━━━ Text excerpt

Traumatic Brain Injury
Recent advances have allowed us to produce induced pluripotent stem cell-derived neural stem/progenitor cells (iPSC-NSCs) with therapeutic and regenerative potential. Our lab uses these iPSC-NSC lines in conjunction with our pig model of neural injury to explore potential therapies for traumatic brain injury.
What is Tramatic Brain Injury?
A traumatic brain injury (TBI) occurs when an external force causes damage to the brain. Each year, on average, TBIs are associated with an estimated 1.1 million emergency department visits, 235,000 hospitalizations, and 50,000 deaths in the United States.
TBIs can be penetrating, in which an external object actually penetrates the surface of the brain. TBIs can also be concussive, in which the external force does not penetrate the brain but still causes significant damage. Examples of common causes of TBI are falls, motor vehicle accidents, and a blow to the head from or against an object.
Demographics of TBI
Persons of all ages, ethnicities, and incomes can be affected by a TBI. Babies, toddlers, and young children make up the largest percentage of individuals that experience a concussive TBI- largely due to falls. Adolescents and adults make up the largest percentage of individuals that experience a penetrating TBI. Statistics show that the rate of TBI deaths is three times higher among males than among females.
There is currently no effective treatment for a person who has sustained a TBI. When considering the best way to combat a TBI, there are two main factors to concentrate on. First, there is the loss of neural tissue due to the initial injury. Next, this causes neural and immune cells to release inflammatory cytokines, resulting in secondary injury and further brain damage. To effectively treat a TBI, we believe that both the initial loss of neural tissue and the secondary inflammatory response should be considered.

━━━━━━
━━━ Information

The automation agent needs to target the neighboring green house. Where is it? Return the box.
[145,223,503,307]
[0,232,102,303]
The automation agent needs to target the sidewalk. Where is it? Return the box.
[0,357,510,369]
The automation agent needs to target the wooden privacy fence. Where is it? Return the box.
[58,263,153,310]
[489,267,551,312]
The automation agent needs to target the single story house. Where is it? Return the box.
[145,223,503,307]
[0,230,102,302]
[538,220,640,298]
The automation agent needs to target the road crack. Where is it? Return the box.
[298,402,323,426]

━━━━━━
━━━ Information

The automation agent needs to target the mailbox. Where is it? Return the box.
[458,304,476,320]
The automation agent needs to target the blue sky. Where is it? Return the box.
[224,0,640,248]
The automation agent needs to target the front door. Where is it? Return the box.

━━━━━━

**Exercise 1**
In the traumatic brain injury text, why should treatment address both the initial loss of neural tissue and the secondary inflammatory response?
**Exercise 2**
Reproduce the part of the traumatic brain injury text starting at "A traumatic brain" and ending at "the United States.".

**Expected output 1**
The initial loss of neural tissue causes neural and immune cells to release inflammatory cytokines. This release produces secondary injury and further brain damage, so an effective treatment must deal with both the initial injury and the inflammation that follows it.

**Expected output 2**
A traumatic brain injury (TBI) occurs when an external force causes damage to the brain. Each year, on average, TBIs are associated with an estimated 1.1 million emergency department visits, 235,000 hospitalizations, and 50,000 deaths in the United States.